Assigned task:
Reproduce each line of the entries that carries "upper".

Stored data entries:
+-------+

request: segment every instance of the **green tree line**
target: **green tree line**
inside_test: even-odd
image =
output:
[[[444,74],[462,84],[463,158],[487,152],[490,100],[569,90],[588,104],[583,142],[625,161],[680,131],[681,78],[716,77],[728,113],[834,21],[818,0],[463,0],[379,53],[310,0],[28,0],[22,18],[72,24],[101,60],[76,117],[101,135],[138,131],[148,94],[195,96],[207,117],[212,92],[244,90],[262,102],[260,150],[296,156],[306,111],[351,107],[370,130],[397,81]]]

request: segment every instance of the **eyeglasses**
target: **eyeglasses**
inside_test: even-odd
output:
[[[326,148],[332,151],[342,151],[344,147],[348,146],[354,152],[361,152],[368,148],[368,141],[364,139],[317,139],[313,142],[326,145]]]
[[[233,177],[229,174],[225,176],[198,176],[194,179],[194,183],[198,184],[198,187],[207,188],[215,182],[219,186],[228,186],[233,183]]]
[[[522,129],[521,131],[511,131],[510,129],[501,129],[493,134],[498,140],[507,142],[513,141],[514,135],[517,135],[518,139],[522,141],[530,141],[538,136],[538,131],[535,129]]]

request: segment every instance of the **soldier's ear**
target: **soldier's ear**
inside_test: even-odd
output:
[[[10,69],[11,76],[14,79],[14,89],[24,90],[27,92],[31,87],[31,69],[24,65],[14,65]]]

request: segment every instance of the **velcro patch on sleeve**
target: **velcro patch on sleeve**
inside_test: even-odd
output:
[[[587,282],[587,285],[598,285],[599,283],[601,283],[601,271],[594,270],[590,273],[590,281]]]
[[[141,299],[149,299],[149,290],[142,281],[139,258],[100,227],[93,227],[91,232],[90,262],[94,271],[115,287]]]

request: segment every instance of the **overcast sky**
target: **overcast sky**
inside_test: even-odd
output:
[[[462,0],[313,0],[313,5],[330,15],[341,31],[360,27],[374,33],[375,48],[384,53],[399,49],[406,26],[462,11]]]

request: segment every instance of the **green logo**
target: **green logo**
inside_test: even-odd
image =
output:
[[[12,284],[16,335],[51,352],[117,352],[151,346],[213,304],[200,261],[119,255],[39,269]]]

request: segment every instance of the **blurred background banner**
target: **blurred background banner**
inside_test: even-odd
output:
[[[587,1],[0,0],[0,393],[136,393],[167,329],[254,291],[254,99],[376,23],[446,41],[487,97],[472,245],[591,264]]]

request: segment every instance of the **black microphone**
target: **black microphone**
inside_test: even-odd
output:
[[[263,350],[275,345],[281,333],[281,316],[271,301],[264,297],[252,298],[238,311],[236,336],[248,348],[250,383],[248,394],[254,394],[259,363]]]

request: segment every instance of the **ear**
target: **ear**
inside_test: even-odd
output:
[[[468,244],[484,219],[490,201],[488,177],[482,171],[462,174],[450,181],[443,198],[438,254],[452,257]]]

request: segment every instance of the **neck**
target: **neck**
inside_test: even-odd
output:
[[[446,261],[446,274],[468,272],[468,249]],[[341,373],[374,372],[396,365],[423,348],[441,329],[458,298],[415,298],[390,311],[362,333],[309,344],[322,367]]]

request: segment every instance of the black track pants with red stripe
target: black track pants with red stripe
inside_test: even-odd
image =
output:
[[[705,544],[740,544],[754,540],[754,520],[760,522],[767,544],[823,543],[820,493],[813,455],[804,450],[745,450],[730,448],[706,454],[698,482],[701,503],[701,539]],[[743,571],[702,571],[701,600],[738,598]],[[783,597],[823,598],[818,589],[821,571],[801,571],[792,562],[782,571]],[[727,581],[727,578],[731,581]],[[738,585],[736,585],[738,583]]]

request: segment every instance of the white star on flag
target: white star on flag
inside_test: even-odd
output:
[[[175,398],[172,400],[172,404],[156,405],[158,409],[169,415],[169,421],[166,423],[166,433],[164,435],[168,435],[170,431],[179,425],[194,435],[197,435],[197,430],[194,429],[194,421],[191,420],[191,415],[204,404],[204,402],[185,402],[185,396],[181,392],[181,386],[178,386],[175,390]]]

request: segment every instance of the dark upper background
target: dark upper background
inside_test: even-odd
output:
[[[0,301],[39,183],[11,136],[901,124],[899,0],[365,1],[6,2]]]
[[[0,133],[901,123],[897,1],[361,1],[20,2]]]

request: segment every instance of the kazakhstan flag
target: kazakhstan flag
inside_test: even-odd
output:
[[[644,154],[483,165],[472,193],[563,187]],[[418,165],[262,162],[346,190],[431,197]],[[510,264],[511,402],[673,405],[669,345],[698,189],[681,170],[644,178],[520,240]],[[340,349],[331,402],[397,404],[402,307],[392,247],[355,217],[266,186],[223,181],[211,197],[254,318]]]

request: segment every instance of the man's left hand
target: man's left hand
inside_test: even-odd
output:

+-------+

Task answer:
request: segment every instance of the dark upper background
target: dark upper background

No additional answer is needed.